EXERCICE PROPOSÉ A -
Reproduisez fidèlement le passage de l’extrait qui commence à « Dans cet entretien » et se termine à « qui l’ont traversé. ».

====== EXTRAIT

L’ancien membre de la direction du FLN est sorti de son mutisme par «devoir de mémoire», nous dit-il, car, selon lui, le FLN a dévié de ses principes et de ses valeurs.
Dans cet entretien à bâtons rompus qu’il nous a accordé, il accuse Belkhadem de s’être octroyé les pleins pouvoirs à l’occasion du 9e congrès, bafouant les règles de collégialité qui ont permis au parti de survivre à toutes les crises qui l’ont traversé.
Avec les nouvelles prérogatives du secrétaire général du FLN, Salah Goudjil estime que Belkhadem a instauré la «zaâma», qui le place au-dessus de toutes les instances du parti et qui fait de lui l’unique détenteur du pouvoir dans la prise des décisions politiques engageant le parti. Il explique également que c’est le différend qui l’oppose à l’actuel patron du parti et qui a éclaté au grand jour durant le rendez-vous organique tenu à la Coupole du 5-Juillet.

============

EXERCICE PROPOSÉ B -
Transcrivez mot pour mot toutes les lignes des enregistrements ci-dessous, en laissant les images de côté.

====== DONNÉES FOURNIES

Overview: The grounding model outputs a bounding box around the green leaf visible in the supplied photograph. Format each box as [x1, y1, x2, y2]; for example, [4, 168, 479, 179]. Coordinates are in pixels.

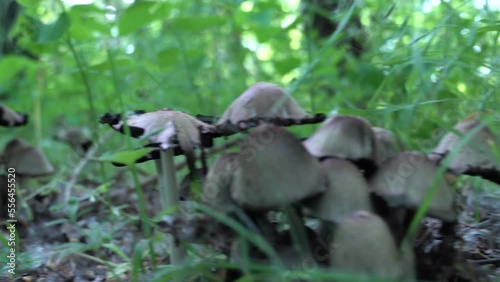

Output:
[17, 0, 40, 7]
[118, 1, 169, 35]
[36, 13, 71, 43]
[102, 243, 130, 264]
[0, 55, 37, 85]
[69, 5, 110, 40]
[99, 148, 153, 166]
[170, 16, 225, 32]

============

CORRIGÉ DE L’EXERCICE A -
Dans cet entretien à bâtons rompus qu’il nous a accordé, il accuse Belkhadem de s’être octroyé les pleins pouvoirs à l’occasion du 9e congrès, bafouant les règles de collégialité qui ont permis au parti de survivre à toutes les crises qui l’ont traversé.

CORRIGÉ DE L’EXERCICE B -
Overview: The grounding model outputs a bounding box around the green leaf visible in the supplied photograph. Format each box as [x1, y1, x2, y2]; for example, [4, 168, 479, 179]. Coordinates are in pixels.


Output:
[17, 0, 40, 7]
[118, 1, 169, 35]
[36, 13, 71, 43]
[102, 243, 130, 264]
[0, 55, 37, 85]
[69, 5, 110, 40]
[99, 148, 153, 166]
[170, 16, 225, 32]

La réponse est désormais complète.